Aanleg vijver en verharden toegangsweg voor behoud privacy
De man stelt dat hij de bouwkavels slechts heeft verkocht om met de opbrengst de ingrijpende renovatie en restauratie van het monumentale pand te financieren. Hij heeft dan ook niet van meet af aan het voornemen gehad om bouwpercelen te verkopen. De omgevingsvergunningen en de bestemmingsplannen zijn niet door hem geïnitieerd en op de grond rustte al een woonbestemming.
De man stelt verder dat de aanleg van de vijver en het verharden van de oude toegangsweg niet heeft plaatsgevonden met het oog op de verkoop van de bouwkavels, maar enkel en alleen met het oog op het behoud van zijn privacy. Ook de sloop van de arbeiderswoningen is volgens hem niet ingegeven door de verkoopplannen maar is gebeurd omdat er ’s avonds en ’s nachts veel jeugd rondhing, waardoor een onveilige/onprettige situatie was ontstaan. Hij stelt in de periode 2014/ 2018 nooit voorbelasting met betrekking tot de bouwkavels te hebben afgetrokken en dat ook daaruit volgt dat hij ter zake niet als ondernemer heeft gehandeld.
De inspecteur neemt het standpunt in dat de man wél de bouwkavels heeft geleverd in de hoedanigheid van ondernemer. De man heeft handelingen/werkzaamheden verricht die te vergelijken zijn met die van een handelaar en heeft zo actief stappen gezet die verder gaan dan een particulier normaal gezien zou doen in het kader van het beheer van privévermogen. De inspecteur wijst daarbij op de intentieovereenkomst met de gemeente, het in opdracht van de man uitgevoerde archeologisch bodemonderzoek en de sloop van de arbeiderswoningen.

• [GETOOND MATERIAAL]
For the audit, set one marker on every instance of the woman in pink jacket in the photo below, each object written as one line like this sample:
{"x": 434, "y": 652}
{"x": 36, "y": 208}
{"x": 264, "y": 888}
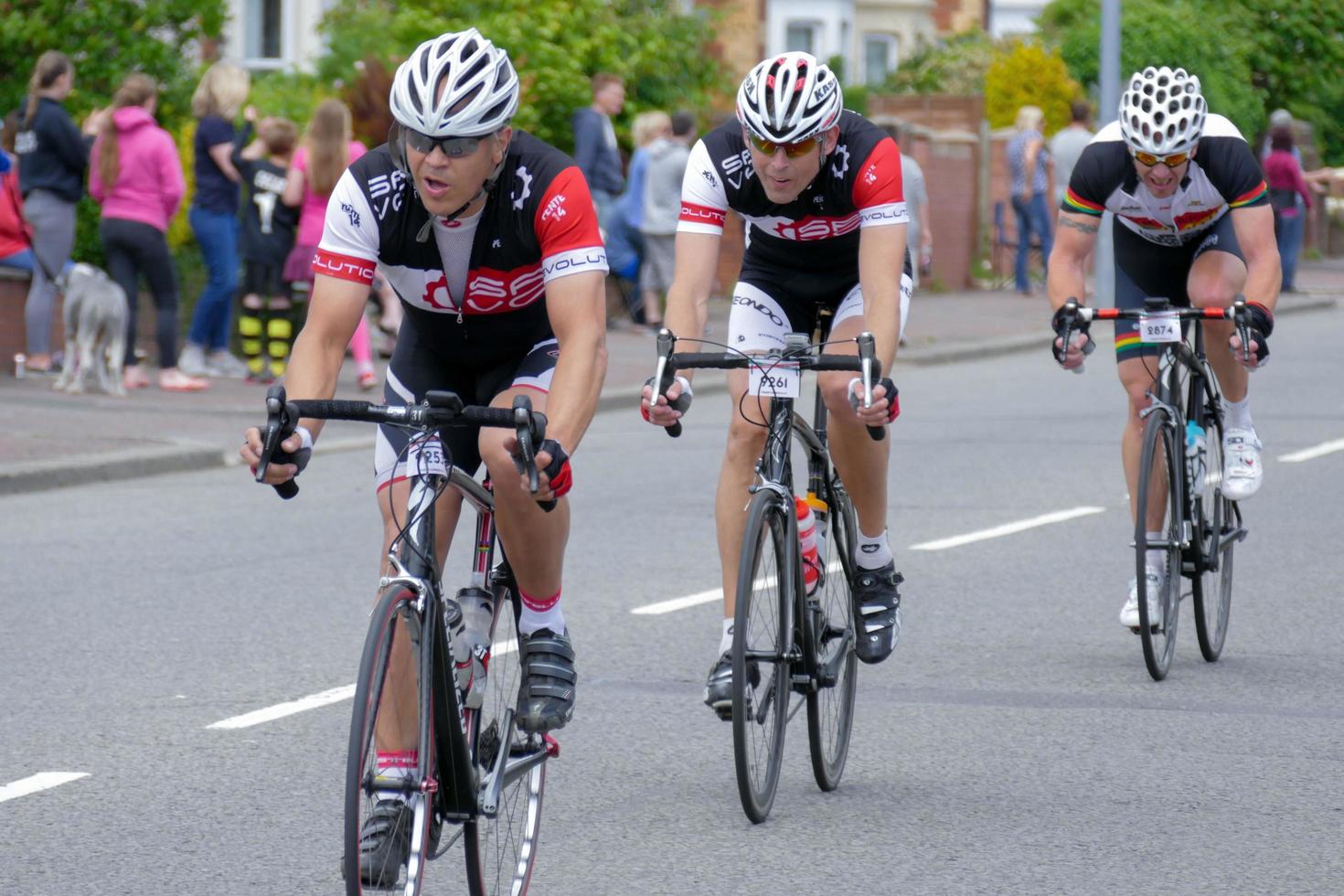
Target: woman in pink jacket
{"x": 136, "y": 176}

• [WAT MOET JE DOEN] Zet de alinea die begint met "De inspecteur neemt het standpunt in" uit de tekst over de bouwkavels om in een korte opsomming. Houd de belangrijkste feiten erin.

• [UITKOMST]
- Volgens de inspecteur heeft de man de bouwkavels als ondernemer geleverd.
- De man deed dingen die lijken op het werk van een handelaar. Zo ging hij verder dan een particulier meestal doet bij het beheer van privévermogen.
- De inspecteur wijst op:
  - de intentieovereenkomst met de gemeente
  - het archeologisch bodemonderzoek in opdracht van de man
  - de sloop van de arbeiderswoningen